#### WHAT NEEDS TO BE DONE:
Resume the Kansas news briefs from the point where they stop.
TEXT PASSAGE START
Federal Court Rejects Appeal in KS Nude Servitude Case
WICHITA, Kan. (AP) — A former Kansas social worker convicted of enslaving mentally ill residents of the Newton group home he ran with his wife has lost an appeal of his 30-year sentence. The 10th U.S. Circuit Court of Appeals has rejected claims by Arlan Kaufman that his trial attorney was ineffective. Arlan and Linda Kaufman were convicted in November 2006 of forcing residents to work naked at their farm and perform sexual acts over a 15-year period, while billing their families and the government for "nude therapy" sessions. A three-judge of the appeals court not only disagreed with Arlan Kaufman's claims of ineffective counsel, but also noted that the evidence against him was overwhelming.
Garden City Waives Ban on Aerial Fireworks
GARDEN CITY, Kan. (AP) — For the first time in decades, Garden City residents will be able to legally enjoy aerial fireworks this Fourth of July. The Garden City Telegram reports that the city has banned the sale and use of fireworks that shoot more than 6 feet into the air since at least 1989. City commissioners have voted to lift the ban from July 3 to 5. Residents will be able to shoot off fireworks from 10:30am to 10:30pm on those days. Finney County commissioners earlier this month voted to allow fireworks from June 27 to July 5. Fire Chief Allen Shelton says the ban on aerial fireworks had been difficult to enforce. He says people often bought aerial fireworks outside the county and shot them off inside the county. Shelton said he is somewhat concerned the fireworks might cause fires because dry weather conditions this summer.
TEXT PASSAGE END
DATA LISTING START
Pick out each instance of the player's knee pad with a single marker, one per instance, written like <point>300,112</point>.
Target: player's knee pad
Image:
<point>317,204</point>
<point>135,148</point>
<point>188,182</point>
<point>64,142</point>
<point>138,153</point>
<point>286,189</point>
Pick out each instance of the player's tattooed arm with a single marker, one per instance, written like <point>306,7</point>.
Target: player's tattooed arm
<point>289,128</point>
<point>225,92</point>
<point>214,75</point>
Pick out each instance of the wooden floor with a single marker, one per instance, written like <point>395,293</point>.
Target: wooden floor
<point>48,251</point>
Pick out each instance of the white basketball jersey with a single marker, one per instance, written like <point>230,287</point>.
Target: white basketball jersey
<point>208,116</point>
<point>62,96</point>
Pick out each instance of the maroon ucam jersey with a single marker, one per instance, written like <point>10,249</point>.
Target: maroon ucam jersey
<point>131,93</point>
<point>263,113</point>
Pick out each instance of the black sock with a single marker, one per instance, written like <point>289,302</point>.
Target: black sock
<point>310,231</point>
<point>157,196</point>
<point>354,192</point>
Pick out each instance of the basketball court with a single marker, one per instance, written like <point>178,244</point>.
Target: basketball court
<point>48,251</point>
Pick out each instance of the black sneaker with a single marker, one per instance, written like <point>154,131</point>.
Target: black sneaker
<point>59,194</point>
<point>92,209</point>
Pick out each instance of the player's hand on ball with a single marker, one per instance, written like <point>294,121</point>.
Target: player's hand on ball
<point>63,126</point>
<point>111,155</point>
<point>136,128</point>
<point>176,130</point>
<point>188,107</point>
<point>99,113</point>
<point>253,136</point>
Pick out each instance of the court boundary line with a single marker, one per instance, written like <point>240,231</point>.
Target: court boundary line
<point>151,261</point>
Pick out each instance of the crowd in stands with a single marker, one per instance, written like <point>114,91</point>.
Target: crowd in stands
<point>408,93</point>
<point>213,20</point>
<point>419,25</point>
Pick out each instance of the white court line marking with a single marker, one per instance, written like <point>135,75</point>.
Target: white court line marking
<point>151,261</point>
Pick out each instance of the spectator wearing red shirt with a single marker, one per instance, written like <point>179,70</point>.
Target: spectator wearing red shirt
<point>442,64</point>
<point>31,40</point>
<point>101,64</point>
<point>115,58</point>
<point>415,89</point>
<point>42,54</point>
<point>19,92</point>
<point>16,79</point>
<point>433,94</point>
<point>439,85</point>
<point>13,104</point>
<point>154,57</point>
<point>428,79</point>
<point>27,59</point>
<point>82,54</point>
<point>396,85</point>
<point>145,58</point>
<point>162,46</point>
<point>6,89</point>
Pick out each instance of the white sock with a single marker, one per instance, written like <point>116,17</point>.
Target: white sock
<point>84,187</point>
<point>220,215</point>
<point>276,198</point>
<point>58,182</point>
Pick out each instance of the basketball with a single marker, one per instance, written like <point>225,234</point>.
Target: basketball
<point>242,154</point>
DATA LISTING END
#### WRITTEN ANSWER:
Tougher Entry Rules Set for University of Kansas
TOPEKA, Kan. (AP) — The University of Kansas will have tougher admissions standards than the state's other public colleges beginning in 2016. The Kansas Board of Regents approved a proposal Wednesday to boost requirements for incoming freshmen. Admission will be automatic for applicants with at least a "B'' average in high school; others would have their applications reviewed by a committee. The University of Kansas sought the change, saying it should improve graduation rates. Students can now enter any state college by scoring 21 on the ACT, having a 2.0 GPA in a college prep curriculum or graduating in the top third of their high-school classes. The new standards for KU add requirements for grade-point averages.
Tuition to rise again this fall at Kan. colleges
TOPEKA, Kan. (AP) — Students at public universities in Kansas will pay as much as 6.9 percent more for tuition this fall. The Kansas Board of Regents on Wednesday approved tuition increases proposed by officials of the six public universities and the University of Kansas Medical Center. For undergraduates from Kansas, increases will range from 2.9 percent at Fort Hays State University to 6.2 percent at Emporia State. The biggest increase will be 6.9 percent for newly enrolling out-of-state undergraduates at the University of Kansas. Fort Hays State sought no increase for out-of-state undergraduates. The increases are expected to raise an additional $31 million in the next academic year. Officials of the institutions said the money will cover higher operating costs and extra pay for employees.